• About this exercise: Word for word, restate the lines from the start of the data below through the line containing "Provide the segmentation of every instance of the <item>houston".

(Stored data entries)
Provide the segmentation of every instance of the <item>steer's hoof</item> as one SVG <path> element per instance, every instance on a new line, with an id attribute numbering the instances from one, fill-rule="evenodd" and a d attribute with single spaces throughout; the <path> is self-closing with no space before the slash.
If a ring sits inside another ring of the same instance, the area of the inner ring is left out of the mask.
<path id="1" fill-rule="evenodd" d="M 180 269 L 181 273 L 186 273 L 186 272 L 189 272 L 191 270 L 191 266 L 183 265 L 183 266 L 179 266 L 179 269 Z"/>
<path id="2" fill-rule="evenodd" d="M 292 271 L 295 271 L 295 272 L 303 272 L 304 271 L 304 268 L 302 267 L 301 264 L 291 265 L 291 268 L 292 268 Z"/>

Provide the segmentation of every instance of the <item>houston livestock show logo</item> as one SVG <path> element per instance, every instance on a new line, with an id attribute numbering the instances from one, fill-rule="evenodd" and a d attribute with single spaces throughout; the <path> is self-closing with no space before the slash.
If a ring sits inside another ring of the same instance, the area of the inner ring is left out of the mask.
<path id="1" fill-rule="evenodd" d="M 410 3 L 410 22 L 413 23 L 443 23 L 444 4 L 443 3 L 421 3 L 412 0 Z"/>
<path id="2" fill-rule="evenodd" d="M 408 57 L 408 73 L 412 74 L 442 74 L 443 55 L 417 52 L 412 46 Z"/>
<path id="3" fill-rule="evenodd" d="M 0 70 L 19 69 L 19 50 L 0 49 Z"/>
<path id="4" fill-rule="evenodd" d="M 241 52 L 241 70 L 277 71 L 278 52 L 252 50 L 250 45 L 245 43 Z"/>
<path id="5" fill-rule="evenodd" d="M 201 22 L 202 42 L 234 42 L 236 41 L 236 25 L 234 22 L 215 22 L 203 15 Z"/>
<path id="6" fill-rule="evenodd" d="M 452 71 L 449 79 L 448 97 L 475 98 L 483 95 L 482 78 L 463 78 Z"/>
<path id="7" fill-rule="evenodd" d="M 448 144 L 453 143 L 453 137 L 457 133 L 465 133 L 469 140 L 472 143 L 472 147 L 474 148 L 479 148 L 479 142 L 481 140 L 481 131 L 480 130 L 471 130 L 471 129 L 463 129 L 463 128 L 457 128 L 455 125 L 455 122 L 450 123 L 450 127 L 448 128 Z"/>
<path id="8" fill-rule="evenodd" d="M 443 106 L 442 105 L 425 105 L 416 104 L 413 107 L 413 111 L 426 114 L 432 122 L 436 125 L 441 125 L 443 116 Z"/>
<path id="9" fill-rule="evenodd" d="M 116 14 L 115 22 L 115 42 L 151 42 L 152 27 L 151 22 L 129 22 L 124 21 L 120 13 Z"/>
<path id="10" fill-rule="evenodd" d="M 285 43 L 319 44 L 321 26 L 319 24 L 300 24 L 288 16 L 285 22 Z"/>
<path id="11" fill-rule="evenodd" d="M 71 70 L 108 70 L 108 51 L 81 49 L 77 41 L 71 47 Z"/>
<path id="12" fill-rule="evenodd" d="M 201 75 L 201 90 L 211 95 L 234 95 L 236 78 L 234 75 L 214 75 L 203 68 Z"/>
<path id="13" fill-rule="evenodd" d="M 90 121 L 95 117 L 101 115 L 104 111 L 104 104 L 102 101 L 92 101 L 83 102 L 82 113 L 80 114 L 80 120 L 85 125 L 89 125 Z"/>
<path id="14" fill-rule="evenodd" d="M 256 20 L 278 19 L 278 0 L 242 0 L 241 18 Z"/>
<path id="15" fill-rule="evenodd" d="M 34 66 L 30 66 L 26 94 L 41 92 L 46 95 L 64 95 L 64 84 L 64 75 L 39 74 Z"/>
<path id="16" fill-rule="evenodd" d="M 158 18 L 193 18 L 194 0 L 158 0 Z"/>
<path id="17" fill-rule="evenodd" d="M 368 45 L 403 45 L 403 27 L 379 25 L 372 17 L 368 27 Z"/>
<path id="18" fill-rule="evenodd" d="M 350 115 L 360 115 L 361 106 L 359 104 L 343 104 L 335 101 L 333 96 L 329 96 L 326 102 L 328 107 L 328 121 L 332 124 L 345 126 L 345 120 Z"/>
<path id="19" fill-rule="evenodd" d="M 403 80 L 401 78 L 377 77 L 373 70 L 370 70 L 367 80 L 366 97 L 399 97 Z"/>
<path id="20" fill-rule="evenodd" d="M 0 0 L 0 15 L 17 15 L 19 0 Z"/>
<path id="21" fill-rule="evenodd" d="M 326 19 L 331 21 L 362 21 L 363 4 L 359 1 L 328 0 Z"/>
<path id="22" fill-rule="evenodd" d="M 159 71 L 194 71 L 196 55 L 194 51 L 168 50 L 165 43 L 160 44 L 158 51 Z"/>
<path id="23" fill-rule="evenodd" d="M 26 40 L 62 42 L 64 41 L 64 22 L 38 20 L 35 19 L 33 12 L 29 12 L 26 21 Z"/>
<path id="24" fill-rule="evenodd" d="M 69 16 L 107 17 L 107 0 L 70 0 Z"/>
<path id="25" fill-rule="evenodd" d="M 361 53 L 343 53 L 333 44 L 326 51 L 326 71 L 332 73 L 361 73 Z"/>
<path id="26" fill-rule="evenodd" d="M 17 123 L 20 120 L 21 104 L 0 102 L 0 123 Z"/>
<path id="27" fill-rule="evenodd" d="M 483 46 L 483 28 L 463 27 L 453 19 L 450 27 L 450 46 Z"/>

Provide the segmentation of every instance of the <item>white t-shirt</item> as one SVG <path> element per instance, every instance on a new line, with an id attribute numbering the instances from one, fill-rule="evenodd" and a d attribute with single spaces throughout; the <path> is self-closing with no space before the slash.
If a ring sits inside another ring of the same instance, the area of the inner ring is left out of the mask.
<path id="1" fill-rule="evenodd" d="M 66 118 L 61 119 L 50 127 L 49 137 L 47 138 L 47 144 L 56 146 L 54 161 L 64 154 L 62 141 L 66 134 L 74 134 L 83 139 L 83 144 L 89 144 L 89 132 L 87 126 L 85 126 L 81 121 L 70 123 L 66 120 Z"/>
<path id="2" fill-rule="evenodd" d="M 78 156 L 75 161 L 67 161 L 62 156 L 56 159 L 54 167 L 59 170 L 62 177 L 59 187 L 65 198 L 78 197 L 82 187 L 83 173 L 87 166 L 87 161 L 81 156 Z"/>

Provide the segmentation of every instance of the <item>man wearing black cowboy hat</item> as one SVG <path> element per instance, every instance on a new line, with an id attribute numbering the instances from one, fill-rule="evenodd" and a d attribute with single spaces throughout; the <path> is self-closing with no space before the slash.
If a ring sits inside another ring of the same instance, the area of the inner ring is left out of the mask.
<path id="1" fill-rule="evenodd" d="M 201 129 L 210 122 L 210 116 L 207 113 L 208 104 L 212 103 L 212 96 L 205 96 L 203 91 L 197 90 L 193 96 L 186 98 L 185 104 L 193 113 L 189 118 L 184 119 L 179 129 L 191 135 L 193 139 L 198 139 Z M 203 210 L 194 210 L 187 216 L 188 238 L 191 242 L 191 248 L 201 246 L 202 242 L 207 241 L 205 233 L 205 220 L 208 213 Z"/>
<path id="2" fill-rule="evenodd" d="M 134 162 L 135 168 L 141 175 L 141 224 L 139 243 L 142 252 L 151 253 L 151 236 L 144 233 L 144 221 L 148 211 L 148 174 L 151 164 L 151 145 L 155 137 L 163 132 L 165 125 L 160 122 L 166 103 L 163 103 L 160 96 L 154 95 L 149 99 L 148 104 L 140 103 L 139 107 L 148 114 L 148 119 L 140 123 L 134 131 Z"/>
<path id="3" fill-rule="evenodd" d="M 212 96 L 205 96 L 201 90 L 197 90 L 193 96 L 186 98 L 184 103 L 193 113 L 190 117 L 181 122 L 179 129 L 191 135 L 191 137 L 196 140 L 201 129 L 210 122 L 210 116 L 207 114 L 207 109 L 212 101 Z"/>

• Exercise output:
Provide the segmentation of every instance of the <item>steer's hoof</item> as one SVG <path> element per instance, every instance on a new line, with an id attribute numbering the instances from one, fill-rule="evenodd" and a d attribute with single spaces throughout; the <path> is self-closing with no space before the slash.
If a ring sits inside another ring of the same instance, the area of the inner ring is left out of the mask.
<path id="1" fill-rule="evenodd" d="M 180 269 L 181 273 L 186 273 L 186 272 L 189 272 L 191 270 L 191 266 L 183 265 L 183 266 L 179 266 L 179 269 Z"/>
<path id="2" fill-rule="evenodd" d="M 292 271 L 295 271 L 295 272 L 303 272 L 304 271 L 304 268 L 302 267 L 301 264 L 291 265 L 291 268 L 292 268 Z"/>

Provide the segmentation of every instance of the <item>houston livestock show logo</item> as one SVG <path> element per instance, every instance on a new line, with an id attribute numbering the instances from one, fill-rule="evenodd" and a d attribute with single spaces throughout; the <path> is self-closing with no space before the slash.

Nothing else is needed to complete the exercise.